• [GOALS]
[1] In the MultiPointModelEvaluator code, what value does createInArgs pass to set_Np?
[2] Carry on the MultiPointModelEvaluator code from its last line.

• [GIVEN TEXT]
-- start --

EpetraExt::MultiPointModelEvaluator::~MultiPointModelEvaluator()
{
  delete block_x;
  delete block_f;
  delete block_DfDp;
  if (underlyingNg)  delete block_DgDx;
#ifndef EPETRA_NO_32BIT_GLOBAL_INDICES
  delete rowStencil_int;
  delete rowIndex_int;
#endif
#ifndef EPETRA_NO_64BIT_GLOBAL_INDICES
  delete rowStencil_LL;
  delete rowIndex_LL;
#endif

  delete derivMV_DfDp;
  delete deriv_DfDp;
  if (underlyingNg) {
    delete derivMV_DgDx;
    delete deriv_DgDx;
    delete derivMV_DgDp;
    delete deriv_DgDp;
  }
}

Teuchos::RCP<const Epetra_Map> EpetraExt::MultiPointModelEvaluator::get_x_map() const
{
  return Teuchos::rcp(&(block_W->OperatorDomainMap()), false);
}

Teuchos::RCP<const Epetra_Map> EpetraExt::MultiPointModelEvaluator::get_f_map() const
{
  return get_x_map();
}

Teuchos::RCP<const Epetra_Map> EpetraExt::MultiPointModelEvaluator::get_p_map(int l) const
{
  return underlyingME->get_p_map(l);
}

Teuchos::RCP<const Epetra_Map> EpetraExt::MultiPointModelEvaluator::get_g_map(int j) const
{
  return underlyingME->get_g_map(j);
}

Teuchos::RCP<const Epetra_Vector> EpetraExt::MultiPointModelEvaluator::get_x_init() const
{
  return solution_init;
}

Teuchos::RCP<const Epetra_Vector> EpetraExt::MultiPointModelEvaluator::get_p_init(int l) const
{
  return underlyingME->get_p_init(l);
}

Teuchos::RCP<Epetra_Operator> EpetraExt::MultiPointModelEvaluator::create_W() const
{
  return block_W;
}

EpetraExt::ModelEvaluator::InArgs EpetraExt::MultiPointModelEvaluator::createInArgs() const
{
  //return underlyingME->createInArgs();
  InArgsSetup inArgs;
  inArgs.setModelEvalDescription(this->description());
  inArgs.set_Np(1);
  inArgs.setSupports(IN_ARG_x,true);
  return inArgs;
}

EpetraExt::ModelEvaluator::OutArgs EpetraExt::MultiPointModelEvaluator::createOutArgs() const
{
  //return underlyingME->createOutArgs();
  OutArgsSetup outArgs;
  outArgs.setModelEvalDescription(this->description());
  outArgs.set_Np_Ng(1, underlyingNg);
  outArgs.setSupports(OUT_ARG_f,true);
  outArgs.setSupports(OUT_ARG_W,true);
  outArgs.set_W_properties(
    DerivativeProperties(
      DERIV_LINEARITY_NONCONST
      ,DERIV_RANK_FULL
      ,true // supportsAdjoint
      )

-- end --

• [INFORMATION GIVEN]
-- start --

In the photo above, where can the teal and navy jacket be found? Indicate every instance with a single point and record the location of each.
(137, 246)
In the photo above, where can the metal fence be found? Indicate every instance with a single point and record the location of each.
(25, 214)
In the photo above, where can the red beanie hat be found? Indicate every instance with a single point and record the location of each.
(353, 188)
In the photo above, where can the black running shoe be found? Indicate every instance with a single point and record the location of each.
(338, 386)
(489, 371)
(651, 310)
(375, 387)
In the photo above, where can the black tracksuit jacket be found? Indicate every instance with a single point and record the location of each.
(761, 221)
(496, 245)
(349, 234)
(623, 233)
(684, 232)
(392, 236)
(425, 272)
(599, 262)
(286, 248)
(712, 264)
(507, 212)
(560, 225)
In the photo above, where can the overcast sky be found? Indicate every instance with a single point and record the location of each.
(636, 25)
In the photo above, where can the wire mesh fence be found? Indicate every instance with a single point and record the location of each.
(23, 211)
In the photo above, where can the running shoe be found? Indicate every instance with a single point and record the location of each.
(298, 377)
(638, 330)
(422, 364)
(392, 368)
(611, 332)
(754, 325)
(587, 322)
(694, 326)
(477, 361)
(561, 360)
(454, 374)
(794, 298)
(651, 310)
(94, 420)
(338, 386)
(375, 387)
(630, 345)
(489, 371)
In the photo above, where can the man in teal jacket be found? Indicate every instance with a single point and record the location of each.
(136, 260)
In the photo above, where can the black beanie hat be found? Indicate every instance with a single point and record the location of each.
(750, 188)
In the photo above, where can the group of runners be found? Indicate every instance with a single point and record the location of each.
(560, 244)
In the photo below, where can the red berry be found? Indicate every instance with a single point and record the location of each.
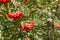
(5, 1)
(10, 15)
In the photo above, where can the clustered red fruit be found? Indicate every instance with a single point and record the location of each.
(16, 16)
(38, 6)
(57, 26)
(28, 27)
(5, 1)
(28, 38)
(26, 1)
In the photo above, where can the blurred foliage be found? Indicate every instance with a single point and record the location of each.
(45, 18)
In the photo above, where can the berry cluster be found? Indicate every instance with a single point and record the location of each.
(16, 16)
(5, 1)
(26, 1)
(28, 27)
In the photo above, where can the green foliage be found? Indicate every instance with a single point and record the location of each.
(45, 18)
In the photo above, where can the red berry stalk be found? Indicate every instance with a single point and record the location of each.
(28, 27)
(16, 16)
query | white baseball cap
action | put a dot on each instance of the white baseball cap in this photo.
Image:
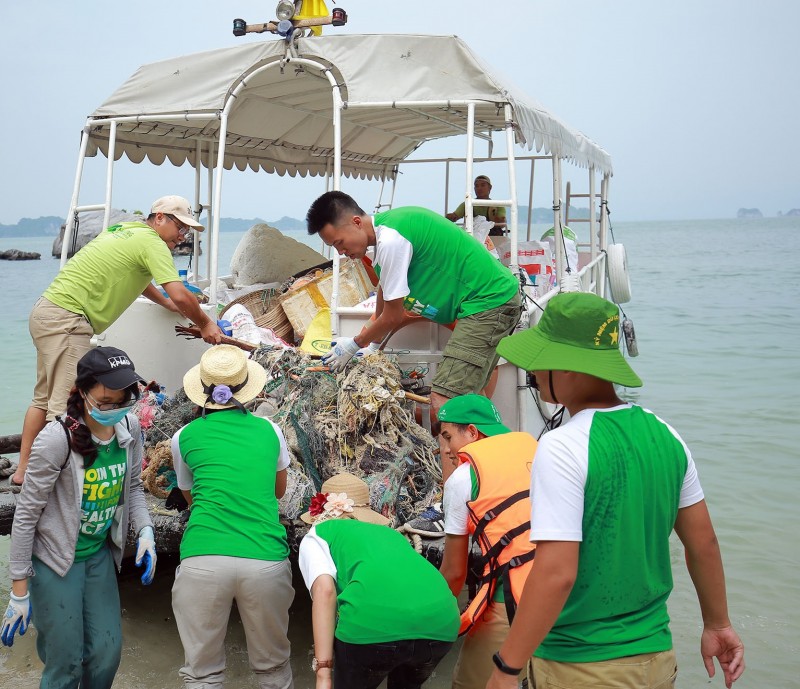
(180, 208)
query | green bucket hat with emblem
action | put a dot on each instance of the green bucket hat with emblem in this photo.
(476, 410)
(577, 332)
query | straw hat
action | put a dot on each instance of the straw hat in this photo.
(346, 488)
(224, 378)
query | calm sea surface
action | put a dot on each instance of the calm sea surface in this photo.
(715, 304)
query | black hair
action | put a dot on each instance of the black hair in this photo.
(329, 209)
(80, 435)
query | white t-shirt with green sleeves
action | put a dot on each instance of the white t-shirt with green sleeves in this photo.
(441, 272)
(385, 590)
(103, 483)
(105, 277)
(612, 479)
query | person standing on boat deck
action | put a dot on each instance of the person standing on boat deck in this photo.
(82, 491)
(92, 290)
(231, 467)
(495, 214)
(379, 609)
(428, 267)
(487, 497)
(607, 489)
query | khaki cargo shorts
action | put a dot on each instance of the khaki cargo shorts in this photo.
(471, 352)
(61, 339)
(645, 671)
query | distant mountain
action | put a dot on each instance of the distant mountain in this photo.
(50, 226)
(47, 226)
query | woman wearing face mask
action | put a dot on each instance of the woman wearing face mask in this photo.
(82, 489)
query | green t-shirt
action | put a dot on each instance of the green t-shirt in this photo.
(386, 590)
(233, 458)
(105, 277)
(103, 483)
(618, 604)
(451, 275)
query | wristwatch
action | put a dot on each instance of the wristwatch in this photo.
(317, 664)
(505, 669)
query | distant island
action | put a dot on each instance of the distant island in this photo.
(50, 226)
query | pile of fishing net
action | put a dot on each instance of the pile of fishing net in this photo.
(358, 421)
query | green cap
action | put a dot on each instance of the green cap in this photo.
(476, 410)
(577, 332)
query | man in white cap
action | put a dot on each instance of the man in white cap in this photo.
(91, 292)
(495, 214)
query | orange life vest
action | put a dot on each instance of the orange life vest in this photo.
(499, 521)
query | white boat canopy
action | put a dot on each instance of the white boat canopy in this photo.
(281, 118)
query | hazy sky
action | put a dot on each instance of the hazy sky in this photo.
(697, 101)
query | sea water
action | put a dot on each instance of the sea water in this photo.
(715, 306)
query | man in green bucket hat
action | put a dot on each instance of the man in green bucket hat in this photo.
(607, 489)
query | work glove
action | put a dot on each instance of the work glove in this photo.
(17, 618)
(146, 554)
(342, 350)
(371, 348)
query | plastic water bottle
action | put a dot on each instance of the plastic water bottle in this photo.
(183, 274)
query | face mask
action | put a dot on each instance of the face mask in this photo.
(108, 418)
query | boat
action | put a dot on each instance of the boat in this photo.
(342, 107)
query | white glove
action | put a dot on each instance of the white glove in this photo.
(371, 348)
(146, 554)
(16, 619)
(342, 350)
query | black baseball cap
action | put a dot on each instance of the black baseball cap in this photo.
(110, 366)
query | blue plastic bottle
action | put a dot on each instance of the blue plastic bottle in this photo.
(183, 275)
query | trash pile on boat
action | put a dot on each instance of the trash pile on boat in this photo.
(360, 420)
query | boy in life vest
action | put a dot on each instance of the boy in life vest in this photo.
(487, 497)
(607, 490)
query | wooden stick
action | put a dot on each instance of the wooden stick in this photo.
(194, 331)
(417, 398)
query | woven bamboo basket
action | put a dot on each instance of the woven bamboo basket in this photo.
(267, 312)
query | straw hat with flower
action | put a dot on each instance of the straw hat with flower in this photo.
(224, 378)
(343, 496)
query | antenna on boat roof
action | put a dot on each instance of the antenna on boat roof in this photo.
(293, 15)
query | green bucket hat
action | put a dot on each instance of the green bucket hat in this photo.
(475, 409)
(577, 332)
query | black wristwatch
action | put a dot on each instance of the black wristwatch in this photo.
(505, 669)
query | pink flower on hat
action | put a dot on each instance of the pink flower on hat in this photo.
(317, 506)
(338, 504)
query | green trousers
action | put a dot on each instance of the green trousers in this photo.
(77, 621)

-- end --

• [TASK RESULTS]
[1] 1

[2]
    );
  outArgs.setSupports(OUT_ARG_DfDp,0,DERIV_MV_BY_COL);
  outArgs.set_DfDp_properties(
    0,DerivativeProperties(
      DERIV_LINEARITY_CONST
      ,DERIV_RANK_DEFICIENT
      ,true // supportsAdjoint
      )
    );

  if (underlyingNg) {
    outArgs.setSupports(OUT_ARG_DgDx,0,DERIV_TRANS_MV_BY_ROW);
    outArgs.set_DgDx_properties(
      0,DerivativeProperties(
        DERIV_LINEARITY_NONCONST
        ,DERIV_RANK_DEFICIENT
        ,true // supportsAdjoint
        )
      );
    outArgs.setSupports(OUT_ARG_DgDp,0,0, orientation_DgDp);
    outArgs.set_DgDp_properties(
      0,0,DerivativeProperties(
        DERIV_LINEARITY_NONCONST
        ,DERIV_RANK_DEFICIENT
        ,true // supportsAdjoint
        )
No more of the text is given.